- **Do this**:
Copy the data precisely, character for character, and leave out every picture.

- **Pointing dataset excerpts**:
⟨
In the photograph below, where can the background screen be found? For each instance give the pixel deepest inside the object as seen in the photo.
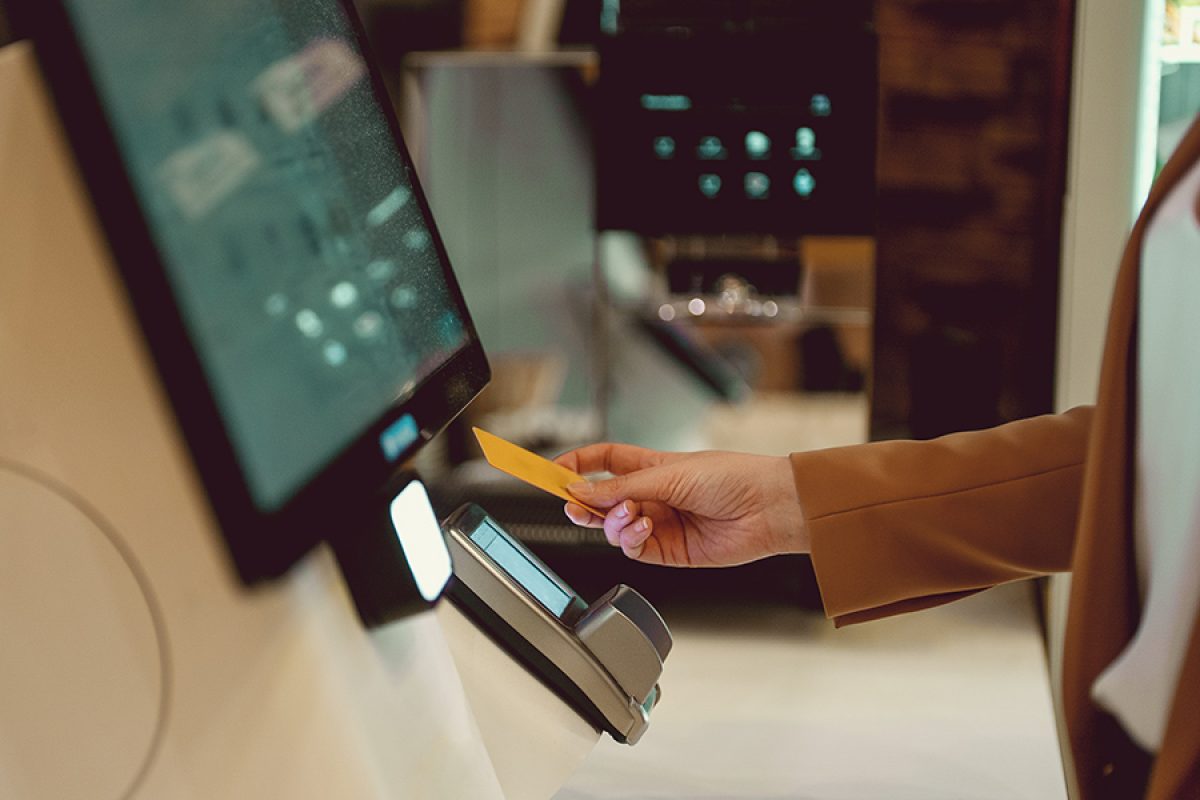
(300, 259)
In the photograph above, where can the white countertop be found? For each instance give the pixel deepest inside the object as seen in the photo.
(773, 703)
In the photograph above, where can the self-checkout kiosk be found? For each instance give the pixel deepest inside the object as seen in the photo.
(226, 323)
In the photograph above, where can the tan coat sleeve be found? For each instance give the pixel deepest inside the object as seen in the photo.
(901, 525)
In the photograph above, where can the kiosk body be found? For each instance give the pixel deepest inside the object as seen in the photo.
(135, 663)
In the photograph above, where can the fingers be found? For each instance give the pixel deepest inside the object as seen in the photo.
(623, 527)
(609, 457)
(664, 483)
(582, 517)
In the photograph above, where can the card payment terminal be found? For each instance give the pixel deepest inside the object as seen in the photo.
(603, 659)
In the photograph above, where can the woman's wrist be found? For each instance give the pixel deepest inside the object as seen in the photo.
(790, 530)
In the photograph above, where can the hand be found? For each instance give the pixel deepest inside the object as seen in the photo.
(703, 509)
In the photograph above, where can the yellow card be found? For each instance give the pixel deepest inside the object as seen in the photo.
(531, 468)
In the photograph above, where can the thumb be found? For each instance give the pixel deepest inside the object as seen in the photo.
(651, 483)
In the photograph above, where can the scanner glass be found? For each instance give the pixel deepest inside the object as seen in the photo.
(522, 567)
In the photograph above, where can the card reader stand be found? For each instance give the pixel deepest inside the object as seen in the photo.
(603, 659)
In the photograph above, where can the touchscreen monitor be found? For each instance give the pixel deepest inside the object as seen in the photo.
(247, 167)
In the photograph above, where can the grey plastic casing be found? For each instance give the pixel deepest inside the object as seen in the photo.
(604, 659)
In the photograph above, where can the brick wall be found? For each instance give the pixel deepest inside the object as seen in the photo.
(971, 164)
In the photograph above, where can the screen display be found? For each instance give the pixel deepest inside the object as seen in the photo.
(714, 133)
(522, 566)
(303, 264)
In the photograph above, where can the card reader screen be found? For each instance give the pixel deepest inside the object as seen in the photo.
(521, 567)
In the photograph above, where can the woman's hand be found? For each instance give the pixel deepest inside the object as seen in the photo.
(703, 509)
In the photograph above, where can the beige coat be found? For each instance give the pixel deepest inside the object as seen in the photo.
(910, 524)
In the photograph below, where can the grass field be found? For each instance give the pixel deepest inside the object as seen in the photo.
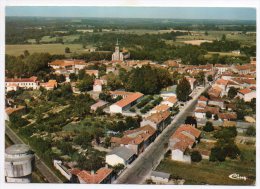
(50, 48)
(214, 173)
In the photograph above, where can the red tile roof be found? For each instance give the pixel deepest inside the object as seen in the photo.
(159, 117)
(203, 98)
(31, 79)
(245, 91)
(96, 178)
(129, 99)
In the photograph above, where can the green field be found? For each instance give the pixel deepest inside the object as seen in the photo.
(215, 173)
(38, 48)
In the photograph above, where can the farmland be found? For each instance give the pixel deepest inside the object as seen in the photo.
(204, 174)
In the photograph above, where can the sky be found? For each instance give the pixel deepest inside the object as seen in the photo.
(135, 12)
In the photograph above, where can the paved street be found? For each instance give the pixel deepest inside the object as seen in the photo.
(40, 165)
(143, 165)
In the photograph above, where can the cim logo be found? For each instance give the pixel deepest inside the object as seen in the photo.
(236, 176)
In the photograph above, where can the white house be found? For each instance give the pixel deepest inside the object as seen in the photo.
(246, 94)
(26, 83)
(126, 103)
(120, 155)
(160, 177)
(170, 101)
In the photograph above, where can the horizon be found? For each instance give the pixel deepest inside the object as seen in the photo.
(185, 13)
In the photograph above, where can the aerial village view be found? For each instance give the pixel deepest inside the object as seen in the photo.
(130, 100)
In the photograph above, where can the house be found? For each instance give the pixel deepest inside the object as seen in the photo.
(217, 102)
(97, 105)
(160, 108)
(136, 140)
(203, 100)
(110, 69)
(192, 82)
(246, 94)
(50, 85)
(102, 176)
(221, 68)
(230, 116)
(25, 83)
(92, 72)
(120, 155)
(159, 121)
(160, 177)
(98, 83)
(67, 66)
(170, 101)
(201, 113)
(126, 103)
(184, 138)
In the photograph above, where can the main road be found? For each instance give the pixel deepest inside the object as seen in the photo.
(137, 172)
(40, 165)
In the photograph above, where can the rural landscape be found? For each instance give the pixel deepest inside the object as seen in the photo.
(95, 100)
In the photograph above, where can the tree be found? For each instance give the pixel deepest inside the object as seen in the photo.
(196, 156)
(232, 92)
(251, 131)
(73, 77)
(208, 114)
(200, 77)
(210, 78)
(67, 50)
(223, 38)
(191, 120)
(183, 90)
(208, 127)
(86, 84)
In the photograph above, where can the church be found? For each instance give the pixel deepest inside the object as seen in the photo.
(117, 55)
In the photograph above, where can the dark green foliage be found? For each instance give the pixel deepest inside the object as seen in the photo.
(251, 131)
(232, 92)
(183, 90)
(140, 80)
(196, 156)
(208, 127)
(208, 115)
(191, 120)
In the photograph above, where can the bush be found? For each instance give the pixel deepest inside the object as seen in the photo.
(208, 127)
(251, 131)
(196, 156)
(209, 115)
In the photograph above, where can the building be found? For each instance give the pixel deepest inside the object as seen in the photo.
(184, 138)
(99, 104)
(120, 155)
(246, 94)
(160, 108)
(25, 83)
(50, 85)
(126, 103)
(160, 177)
(170, 101)
(102, 176)
(117, 55)
(97, 86)
(158, 121)
(137, 139)
(92, 73)
(19, 164)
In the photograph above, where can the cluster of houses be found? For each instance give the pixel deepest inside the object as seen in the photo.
(182, 141)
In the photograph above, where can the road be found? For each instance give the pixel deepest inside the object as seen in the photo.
(137, 172)
(40, 165)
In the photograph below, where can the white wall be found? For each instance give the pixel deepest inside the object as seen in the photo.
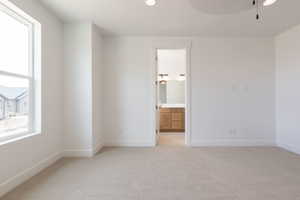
(233, 91)
(97, 47)
(287, 89)
(78, 88)
(83, 89)
(21, 158)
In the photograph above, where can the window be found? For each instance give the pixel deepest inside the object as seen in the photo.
(19, 77)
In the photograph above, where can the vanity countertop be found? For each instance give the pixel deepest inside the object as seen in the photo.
(172, 105)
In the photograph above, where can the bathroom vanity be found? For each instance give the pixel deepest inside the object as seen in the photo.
(172, 118)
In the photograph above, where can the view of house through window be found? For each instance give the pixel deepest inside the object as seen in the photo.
(16, 74)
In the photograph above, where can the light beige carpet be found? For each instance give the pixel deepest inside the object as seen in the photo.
(171, 140)
(169, 173)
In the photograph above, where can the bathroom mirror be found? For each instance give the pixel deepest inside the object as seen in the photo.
(172, 92)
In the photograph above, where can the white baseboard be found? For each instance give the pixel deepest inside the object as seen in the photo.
(85, 153)
(128, 144)
(290, 148)
(231, 143)
(25, 175)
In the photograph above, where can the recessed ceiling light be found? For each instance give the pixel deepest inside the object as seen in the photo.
(150, 2)
(269, 2)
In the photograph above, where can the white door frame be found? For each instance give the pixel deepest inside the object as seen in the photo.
(172, 44)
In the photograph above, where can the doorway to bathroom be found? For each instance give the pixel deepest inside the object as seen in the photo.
(172, 97)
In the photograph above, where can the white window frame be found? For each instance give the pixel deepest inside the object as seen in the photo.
(34, 75)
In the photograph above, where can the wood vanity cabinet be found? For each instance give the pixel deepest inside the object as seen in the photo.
(172, 119)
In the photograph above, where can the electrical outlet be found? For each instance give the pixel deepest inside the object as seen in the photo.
(233, 132)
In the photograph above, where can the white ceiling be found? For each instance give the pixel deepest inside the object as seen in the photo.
(179, 17)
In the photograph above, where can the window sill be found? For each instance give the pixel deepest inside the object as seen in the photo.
⟩
- **Answer for the task**:
In the photograph below, where can the background screen be found? For each instance give the pixel deepest inside the object as seen in the photo.
(300, 259)
In the photograph above, where can the white countertop be found? For each instance give the pixel deepest inside the object as seen in the photo.
(773, 703)
In the photograph above, where can the self-checkout kiosk be found? For each instance give the pixel deepest inside the object as seen in the photo.
(226, 323)
In the photograph above, where can the tan coat sleeve be found? For each instance give the pixel deepest inside the object as seen in the photo.
(901, 525)
In the photograph above, where can the kiosk body be found? For each instance give the pixel deepest inside the object as seen in the photo.
(135, 663)
In the photograph above, where can the fingers be found? For each instance give the pixel deepest inside the object as seen in the photo.
(623, 527)
(609, 457)
(664, 483)
(582, 517)
In the photograph above, where can the card payment terminal be found? For each instance give the pixel deepest inside the object as seen in the photo.
(603, 659)
In the photograph above, where can the woman's wrist be found? For each instance give the pixel deepest inside the object as seen in the photo.
(790, 530)
In the photograph above, where can the hand be found? For each instance give the pixel deepest inside the object as seen in the photo.
(703, 509)
In the photograph above, where can the yellow card be found? For each instance give the pixel deepest inside the object as seen in the photo.
(531, 468)
In the photograph above, where can the thumb be found? For each instance give the pixel deepest inside the object as seen in the photo.
(651, 483)
In the photograph above, where can the scanner glass be found? For each instance give the pixel deepest inside the object as seen in the photo.
(522, 567)
In the photograph above, where can the card reader stand be found? For each instance give the pixel deepest inside the object as seen in the photo.
(603, 659)
In the photograph above, where can the touchscreen monitor be found? For each instance give the pixel deepest inside the object as seen in the photo.
(247, 167)
In the photograph above, where can the grey plastic casing be found? For each instance give the pixel deepest inside the object as seen in the photo.
(604, 659)
In the photograph above, where can the brick wall be found? For each instance give the pixel deepest inside the object as seen in the photo.
(971, 164)
In the photograph above, where can the screen display be found? For each instance give the pixel deepest inside the object as seen in the photo.
(714, 133)
(522, 566)
(303, 264)
In the photograph above, where can the card reader screen be found? For each instance give the pixel deepest inside the object as seen in the photo.
(521, 567)
In the photograph above, where can the woman's hand be found? For each instance give the pixel deepest inside the object as seen in the photo.
(703, 509)
In the photograph above, where can the beige coat be found? For each instance give the pixel deepest inside the object as seen in the photo.
(910, 524)
In the photograph below, where can the grass field be found? For each instance give the pixel deepest inside the object as seen in the photo.
(50, 48)
(214, 173)
In the photograph above, where can the red tile roof be found? For each instance give the pixel deepest inside the object as seen in the photo.
(159, 117)
(203, 98)
(31, 79)
(245, 91)
(96, 178)
(129, 99)
In the photograph above, where can the green field be found? For each instance give the pixel deepest inside the object as seen in the photo.
(215, 173)
(38, 48)
In the photograph above, where can the farmland be found? For each instance give the pixel deepest inside the object as seen in the photo.
(204, 174)
In the photograph above, where can the sky be found? For each instance give the pixel deepest inside the object as seen in the photo.
(135, 12)
In the photograph above, where can the paved street be found? For each instance give the pixel deepest inside the object as seen in the photo.
(40, 165)
(143, 165)
In the photograph above, where can the cim logo be found? For each instance give the pixel deepest inside the object as seen in the photo.
(236, 176)
In the photograph above, where can the white house be found? For each instance give the pixel deepest inside the object as seen in the photo.
(246, 94)
(26, 83)
(126, 103)
(120, 155)
(160, 177)
(170, 101)
In the photograph above, where can the horizon be found? For each instance give the pixel deepest inside the object as seen in the photo.
(185, 13)
In the photograph above, where can the aerial village view be found? For each instance give the pixel deepest inside the object as seen in the photo.
(130, 100)
In the photograph above, where can the house be found? For each instance give the pixel deepest inside the object as seen in the photo.
(217, 102)
(97, 105)
(160, 108)
(136, 140)
(203, 100)
(110, 69)
(192, 82)
(246, 94)
(50, 85)
(102, 176)
(221, 68)
(230, 116)
(25, 83)
(92, 72)
(120, 155)
(159, 121)
(160, 177)
(98, 83)
(67, 66)
(170, 101)
(201, 113)
(126, 103)
(184, 138)
In the photograph above, where can the main road be found? For each instance give the pixel deepest inside the object as seen in the photo.
(137, 172)
(40, 165)
In the photograph above, where can the rural landscape be found? For each instance give the pixel deepest inside the object as seen in the photo.
(95, 100)
In the photograph above, where can the tree be found? For each instance give the pixel deepest inside the object as seen in the photo.
(196, 156)
(232, 92)
(251, 131)
(73, 77)
(208, 114)
(200, 77)
(210, 78)
(67, 50)
(223, 38)
(191, 120)
(183, 90)
(208, 127)
(86, 84)
In the photograph above, where can the church be found? For each instance give the pixel deepest inside the object as seen in the photo.
(117, 55)
In the photograph above, where can the dark green foliage be found? For each instance give the pixel deepest inside the object as seen in the photo.
(251, 131)
(232, 92)
(183, 90)
(140, 80)
(196, 156)
(208, 127)
(208, 115)
(191, 120)
In the photograph above, where can the bush be found? For each instance give the pixel deepest inside the object as seen in the photo.
(208, 127)
(251, 131)
(196, 156)
(209, 115)
In the photograph above, where can the building be found? For each instance give the pixel deepest inside the object as seen in the photo.
(184, 138)
(99, 104)
(120, 155)
(246, 94)
(160, 108)
(25, 83)
(50, 85)
(126, 103)
(160, 177)
(170, 101)
(102, 176)
(117, 55)
(97, 86)
(158, 121)
(137, 139)
(92, 73)
(19, 164)
In the photograph above, where can the cluster of houses be found? For each instance give the pixel deepest inside the object as seen in the photo.
(182, 141)
In the photograph above, where can the road be found? For each instance give the pixel deepest inside the object as seen in the photo.
(137, 172)
(40, 165)
In the photograph below, where can the white wall be found? For each instance give the pixel deepest inside the object as seen in the photo.
(233, 91)
(97, 47)
(287, 89)
(78, 88)
(83, 89)
(21, 158)
In the photograph above, where can the window be found? For each instance give the pixel deepest inside the object as seen in the photo.
(19, 77)
In the photograph above, where can the vanity countertop be found? For each instance give the pixel deepest inside the object as seen in the photo.
(172, 105)
In the photograph above, where can the bathroom vanity be found? For each instance give the pixel deepest inside the object as seen in the photo.
(172, 118)
In the photograph above, where can the view of house through window be found? For each instance give the pixel deepest inside the object as seen in the photo.
(16, 74)
In the photograph above, where can the light beige carpet be found? For each instance give the pixel deepest inside the object as seen in the photo.
(171, 140)
(169, 173)
In the photograph above, where can the bathroom mirror be found? For each instance give the pixel deepest inside the object as seen in the photo.
(172, 92)
In the photograph above, where can the white baseboard be found? For each instance give the pixel deepest inside the object as seen in the photo.
(85, 153)
(128, 144)
(290, 148)
(231, 143)
(25, 175)
In the photograph above, where can the recessed ceiling light be found? For each instance give the pixel deepest inside the object as seen in the photo.
(150, 2)
(269, 2)
In the photograph above, where can the white door frame be found? For each instance give the pixel deepest inside the object as seen in the photo.
(172, 44)
In the photograph above, where can the doorway to bathroom be found? For each instance give the pixel deepest inside the object as seen in the photo.
(172, 97)
In the photograph above, where can the white window frame be found? For each instance give the pixel deepest inside the object as seen in the photo.
(34, 75)
In the photograph above, where can the wood vanity cabinet be found? For each instance give the pixel deepest inside the object as seen in the photo.
(172, 119)
In the photograph above, where can the electrical outlet be found? For each instance give the pixel deepest inside the object as seen in the photo.
(233, 132)
In the photograph above, where can the white ceiling be found? For each instance give the pixel deepest inside the object as seen in the photo.
(179, 17)
In the photograph above, where can the window sill be found? For each instance give the pixel deepest inside the object as seen in the photo.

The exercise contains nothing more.